*** Block opens ***
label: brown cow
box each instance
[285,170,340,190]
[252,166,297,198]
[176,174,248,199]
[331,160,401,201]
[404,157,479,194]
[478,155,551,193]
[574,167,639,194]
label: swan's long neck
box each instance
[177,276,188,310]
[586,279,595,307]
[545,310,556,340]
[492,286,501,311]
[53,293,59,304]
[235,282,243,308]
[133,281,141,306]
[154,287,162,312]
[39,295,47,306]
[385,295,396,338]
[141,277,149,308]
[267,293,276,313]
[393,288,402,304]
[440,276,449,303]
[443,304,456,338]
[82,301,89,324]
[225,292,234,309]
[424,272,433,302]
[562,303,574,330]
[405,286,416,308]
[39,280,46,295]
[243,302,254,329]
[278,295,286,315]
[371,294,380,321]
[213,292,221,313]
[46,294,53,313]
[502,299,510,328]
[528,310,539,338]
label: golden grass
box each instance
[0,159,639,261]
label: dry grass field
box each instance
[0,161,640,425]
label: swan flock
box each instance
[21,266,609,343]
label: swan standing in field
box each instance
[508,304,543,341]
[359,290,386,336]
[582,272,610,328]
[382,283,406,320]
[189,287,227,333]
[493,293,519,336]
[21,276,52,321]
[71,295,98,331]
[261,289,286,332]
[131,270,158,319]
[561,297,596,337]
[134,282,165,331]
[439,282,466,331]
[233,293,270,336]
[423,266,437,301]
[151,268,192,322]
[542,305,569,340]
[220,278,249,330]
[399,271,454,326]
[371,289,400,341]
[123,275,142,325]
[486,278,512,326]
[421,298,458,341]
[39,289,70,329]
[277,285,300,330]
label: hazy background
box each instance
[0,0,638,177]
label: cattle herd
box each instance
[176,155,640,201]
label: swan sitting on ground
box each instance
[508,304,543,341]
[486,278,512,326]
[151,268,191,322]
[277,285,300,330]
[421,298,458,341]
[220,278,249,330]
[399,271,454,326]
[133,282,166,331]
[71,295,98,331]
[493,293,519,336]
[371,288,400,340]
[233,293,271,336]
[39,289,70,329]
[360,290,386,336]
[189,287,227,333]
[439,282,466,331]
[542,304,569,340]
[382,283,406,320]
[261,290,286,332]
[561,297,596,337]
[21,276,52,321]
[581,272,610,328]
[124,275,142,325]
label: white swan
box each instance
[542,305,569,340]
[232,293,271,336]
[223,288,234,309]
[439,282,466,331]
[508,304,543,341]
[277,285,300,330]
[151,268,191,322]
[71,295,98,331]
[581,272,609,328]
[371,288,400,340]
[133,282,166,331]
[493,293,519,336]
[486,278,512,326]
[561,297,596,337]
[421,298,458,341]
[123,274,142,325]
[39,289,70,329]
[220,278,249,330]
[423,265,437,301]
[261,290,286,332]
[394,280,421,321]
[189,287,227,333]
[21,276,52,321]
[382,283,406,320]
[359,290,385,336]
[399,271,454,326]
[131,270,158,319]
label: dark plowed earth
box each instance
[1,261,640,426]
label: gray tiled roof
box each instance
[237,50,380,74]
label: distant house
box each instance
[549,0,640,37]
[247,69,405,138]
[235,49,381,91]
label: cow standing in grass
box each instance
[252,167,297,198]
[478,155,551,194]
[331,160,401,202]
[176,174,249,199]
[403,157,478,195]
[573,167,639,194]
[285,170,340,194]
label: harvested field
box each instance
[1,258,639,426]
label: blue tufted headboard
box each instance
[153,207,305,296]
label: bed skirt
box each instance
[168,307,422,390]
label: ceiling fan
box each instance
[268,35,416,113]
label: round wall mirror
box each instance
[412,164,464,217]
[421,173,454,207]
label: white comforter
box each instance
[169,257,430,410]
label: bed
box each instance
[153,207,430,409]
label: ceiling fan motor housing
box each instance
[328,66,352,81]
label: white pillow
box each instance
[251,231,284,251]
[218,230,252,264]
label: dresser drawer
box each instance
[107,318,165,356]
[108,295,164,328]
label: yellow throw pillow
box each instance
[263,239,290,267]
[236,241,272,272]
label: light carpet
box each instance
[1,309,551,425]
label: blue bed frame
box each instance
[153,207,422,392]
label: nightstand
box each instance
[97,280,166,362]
*** Block closes ***
• _Task description_:
Pick out each line above that includes "standing" and show it.

• _Task result_:
label: swan standing in field
label: cow standing in grass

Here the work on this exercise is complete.